═══ Auszug ═══

Für Hinweise/Tipps schonmal vielen Dank im Voraus!

Gruß
slicka1


----------



## vop (27. September 2005)

Ich würde mir mal ansehen, was nach ORDER BY für Werte stehen.

 Welchen Inhalt hat $list?
 welchen Inhalt hat $_GET['sort']?

 Am einfachsten kommtst Du dem Fehler auf die Spur, wenn du den kompletten Sql-String $sql vor der Ausführung einmal anzeigen läßt. Vielleicht siehst Du dann schnell das Problem.

 vop


----------



## slicka1 (27. September 2005)

$list hat entweder den Inhalt ASC oder DESC
und $_GET['sort'] hat den Inhalt nach dem sortiert werden soll (entweder nach der nummern, oder nach anderen Kriterien die in meiner Tabelle angezeigt werden)

Ich habe mir den SQL string auch angesehen, konnte aber keine Fehler feststellen, die Teilenr. steht in ' ' (bsp: '400200W%'). Ausserdem funktioniert die Abfrage ja einwandfrei solange keine Buchstaben enthalten sind :\


----------



## vop (27. September 2005)

Poste doch mal den Sql-Befehl, der erzeugt wird, wenn Nummern und Buchstaben vorkommen.

 vop


----------



## slicka1 (27. September 2005)

SELECT tblvgweb . * , tblwebbestand.Frei, tblwebbestand.Dispo, tblwebbestand.Kritisch FROM tblvgweb INNER JOIN tblwebbestand ON tblvgweb.TEILENR = tblwebbestand.TEILENR WHERE tblvgweb.TEILENR LIKE '403200W%' OR tblvgweb.HERST_TEILE_SHORT LIKE '403200W%' ORDER BY 'HERST_TEILENR' asc


----------



## vop (27. September 2005)

Ist das tatsächlich der Sql-Befehl, wie er vom System erzeugt wurde?


			
				slicka1 hat gesagt.:
			
		

> SELECT tblvgweb . * , tblwebbestand.Frei, tblwebbestand.Dispo, tblwebbestand.Kritisch FROM tblvgweb INNER JOIN tblwebbestand ON tblvgweb.TEILENR = tblwebbestand.TEILENR WHERE tblvgweb.TEILENR LIKE '403200W%' OR tblvgweb.HERST_TEILE_SHORT LIKE '403200W%' ORDER BY 'HERST_TEILENR' asc


 Das kann ich mir fast nicht vorstellen, da zwischen tblvgeb und .* ein Leerzeichen steht!?

 Mach Dir doch bitte die Mühe und lass dir den Befehl wirklich ausgeben, evtl. steht da nämlich gerade nicht das drin, was du erwartest.

 vop


----------



## slicka1 (27. September 2005)

vop hat gesagt.:
			
		

> Ist das tatsächlich der Sql-Befehl, wie er vom System erzeugt wurde?

═══ Verfügbare Daten ═══

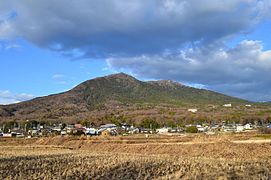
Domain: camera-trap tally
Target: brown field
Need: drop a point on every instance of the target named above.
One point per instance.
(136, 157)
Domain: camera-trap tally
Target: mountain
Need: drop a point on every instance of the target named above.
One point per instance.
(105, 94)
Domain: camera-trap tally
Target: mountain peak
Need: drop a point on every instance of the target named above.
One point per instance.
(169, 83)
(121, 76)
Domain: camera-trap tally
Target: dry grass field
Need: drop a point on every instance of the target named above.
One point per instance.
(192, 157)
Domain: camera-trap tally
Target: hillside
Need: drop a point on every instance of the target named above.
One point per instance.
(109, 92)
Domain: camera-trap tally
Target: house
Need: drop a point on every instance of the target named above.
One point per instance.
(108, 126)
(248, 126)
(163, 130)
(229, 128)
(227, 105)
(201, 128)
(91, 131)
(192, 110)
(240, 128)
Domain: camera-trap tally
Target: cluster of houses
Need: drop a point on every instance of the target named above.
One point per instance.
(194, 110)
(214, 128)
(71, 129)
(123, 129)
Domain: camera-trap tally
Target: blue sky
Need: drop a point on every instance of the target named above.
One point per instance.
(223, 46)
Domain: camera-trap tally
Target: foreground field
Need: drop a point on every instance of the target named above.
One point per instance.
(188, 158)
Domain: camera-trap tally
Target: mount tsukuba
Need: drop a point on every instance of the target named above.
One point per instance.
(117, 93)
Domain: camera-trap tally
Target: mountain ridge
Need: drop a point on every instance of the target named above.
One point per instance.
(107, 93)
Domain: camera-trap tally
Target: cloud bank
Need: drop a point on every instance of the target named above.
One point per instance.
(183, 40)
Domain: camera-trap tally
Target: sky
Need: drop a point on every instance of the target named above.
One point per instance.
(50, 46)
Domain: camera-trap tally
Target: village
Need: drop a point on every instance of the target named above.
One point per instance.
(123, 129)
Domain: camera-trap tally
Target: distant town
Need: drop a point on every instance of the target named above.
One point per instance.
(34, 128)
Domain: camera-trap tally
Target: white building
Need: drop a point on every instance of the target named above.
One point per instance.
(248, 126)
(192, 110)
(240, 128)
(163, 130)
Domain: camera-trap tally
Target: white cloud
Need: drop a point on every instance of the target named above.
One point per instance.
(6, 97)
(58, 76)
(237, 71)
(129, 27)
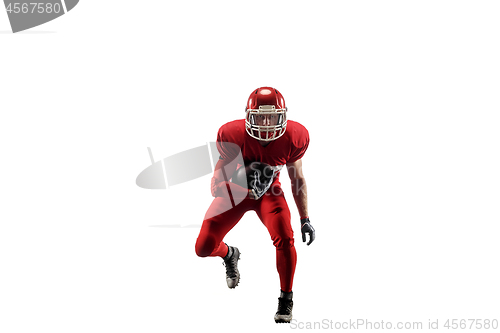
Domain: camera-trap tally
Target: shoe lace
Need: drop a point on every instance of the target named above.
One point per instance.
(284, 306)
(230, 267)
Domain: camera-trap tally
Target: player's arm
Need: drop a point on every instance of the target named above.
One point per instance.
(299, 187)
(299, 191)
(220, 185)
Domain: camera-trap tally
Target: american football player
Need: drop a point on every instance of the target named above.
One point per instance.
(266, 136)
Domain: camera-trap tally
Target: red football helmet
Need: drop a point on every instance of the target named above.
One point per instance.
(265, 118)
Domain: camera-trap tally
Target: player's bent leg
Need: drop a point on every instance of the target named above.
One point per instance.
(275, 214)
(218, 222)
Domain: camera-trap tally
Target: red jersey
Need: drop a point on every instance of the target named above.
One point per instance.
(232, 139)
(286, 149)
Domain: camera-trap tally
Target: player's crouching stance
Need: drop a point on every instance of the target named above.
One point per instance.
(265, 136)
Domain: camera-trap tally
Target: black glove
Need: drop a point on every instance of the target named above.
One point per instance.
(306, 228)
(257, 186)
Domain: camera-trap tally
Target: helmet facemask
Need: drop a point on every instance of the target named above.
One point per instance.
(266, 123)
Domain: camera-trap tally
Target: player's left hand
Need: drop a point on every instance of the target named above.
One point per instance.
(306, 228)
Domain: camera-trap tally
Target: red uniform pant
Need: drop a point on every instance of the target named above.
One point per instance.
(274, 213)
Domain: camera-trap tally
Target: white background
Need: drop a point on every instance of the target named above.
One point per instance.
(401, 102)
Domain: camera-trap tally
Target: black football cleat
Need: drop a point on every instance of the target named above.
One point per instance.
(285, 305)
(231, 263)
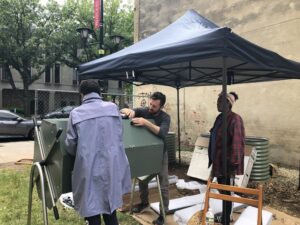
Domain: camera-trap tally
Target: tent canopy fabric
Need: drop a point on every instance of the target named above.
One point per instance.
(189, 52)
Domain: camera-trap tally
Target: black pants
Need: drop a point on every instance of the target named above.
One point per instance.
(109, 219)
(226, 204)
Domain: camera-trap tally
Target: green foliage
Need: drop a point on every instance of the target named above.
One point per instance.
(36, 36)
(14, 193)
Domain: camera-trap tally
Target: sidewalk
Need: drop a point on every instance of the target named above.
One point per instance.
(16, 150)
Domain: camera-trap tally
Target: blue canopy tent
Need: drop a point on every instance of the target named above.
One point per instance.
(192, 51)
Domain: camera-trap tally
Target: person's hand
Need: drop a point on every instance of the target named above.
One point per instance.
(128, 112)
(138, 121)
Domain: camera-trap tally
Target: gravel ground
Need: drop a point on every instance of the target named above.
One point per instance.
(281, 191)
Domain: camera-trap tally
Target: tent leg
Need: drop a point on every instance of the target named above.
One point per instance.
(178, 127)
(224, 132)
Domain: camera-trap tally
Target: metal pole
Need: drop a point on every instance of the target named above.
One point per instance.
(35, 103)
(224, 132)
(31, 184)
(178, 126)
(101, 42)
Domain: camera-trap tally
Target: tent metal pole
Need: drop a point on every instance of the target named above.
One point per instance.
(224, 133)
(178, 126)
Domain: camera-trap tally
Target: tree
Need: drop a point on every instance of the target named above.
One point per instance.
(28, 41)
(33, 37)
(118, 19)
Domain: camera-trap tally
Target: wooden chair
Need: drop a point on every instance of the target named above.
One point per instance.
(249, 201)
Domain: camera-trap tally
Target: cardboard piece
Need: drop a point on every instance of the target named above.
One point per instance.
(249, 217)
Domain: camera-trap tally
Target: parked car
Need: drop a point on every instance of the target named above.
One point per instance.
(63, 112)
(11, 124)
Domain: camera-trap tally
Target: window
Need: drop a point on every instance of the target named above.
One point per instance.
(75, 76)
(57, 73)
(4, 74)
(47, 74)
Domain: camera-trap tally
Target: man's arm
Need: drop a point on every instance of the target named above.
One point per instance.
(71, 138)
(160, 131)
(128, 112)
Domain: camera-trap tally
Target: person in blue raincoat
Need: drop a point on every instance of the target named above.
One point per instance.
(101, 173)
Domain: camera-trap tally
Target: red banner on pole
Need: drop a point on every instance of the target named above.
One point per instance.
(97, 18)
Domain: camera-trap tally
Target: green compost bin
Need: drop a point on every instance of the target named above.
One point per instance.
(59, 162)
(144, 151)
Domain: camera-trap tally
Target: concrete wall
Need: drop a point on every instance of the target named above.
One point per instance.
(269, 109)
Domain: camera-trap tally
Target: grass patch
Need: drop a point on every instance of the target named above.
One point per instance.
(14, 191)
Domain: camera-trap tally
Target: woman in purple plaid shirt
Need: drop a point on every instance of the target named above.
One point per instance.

═══

> Anweisungen
1) Zähle die Zeilen der Auflistung, in denen die Zeichenfolge „cloud“ vorkommt, und nenne nur die Zahl.
2) Setze den Forumsauszug über die SQL-Abfrage mit ORDER BY dort fort, wo er endet.
Der Forumsauszug und die Auflistung hängen inhaltlich nicht zusammen.

> Erwartete Ergebnisse
1) 2

2)
Ja das ist tatsächlich der Befehl der vom System erzeugt wurde




			
				vop hat gesagt.:
			
		

> Mach Dir doch bitte die Mühe und lass dir den Befehl wirklich ausgeben, evtl. steht da nämlich gerade nicht das drin, was du erwartest.



Die "Mühe" hab ich mir gemacht, hab den befehl mir echo ausgegeben, das Ergebnis habe ich bereits oben gepostet. Deshalb bereitet mir dieses Problem auch so kopfzerbrechen, da ich absolut keine Ahnung habe an was es liegen könnte.



			
				vop hat gesagt.:
			
		

> Das kann ich mir fast nicht vorstellen, da zwischen tblvgeb und .* ein Leerzeichen steht!?


Daran ist es auch nicht gelegen, habs grad auch nochmal ohne dem Leerzeichen ausprobiert... macht keinen Unterschied!

noch weitere Ideen?

gruß
slicka1


----------



## vop (27. September 2005)

Hast Du es mal direkt mit MySql-Zugriff über eine Konsole oder so versucht?

 Ansonsten würde ich den Befehl Stück für Stück auseinandernehmen.
 Also ORDER BY weglassen

 Dann würde ich die beiden LIKE - Konstrukte, die mit OR kombiniert werden mal einzeln in Klammern setzen 
 (... LIKE '....' ) OR ( ... LIKE .... )

 Hilft das vielleicht

 vop


----------



## slicka1 (27. September 2005)

vop hat gesagt.:
			
		

> Hast Du es mal direkt mit MySql-Zugriff über eine Konsole oder so versucht?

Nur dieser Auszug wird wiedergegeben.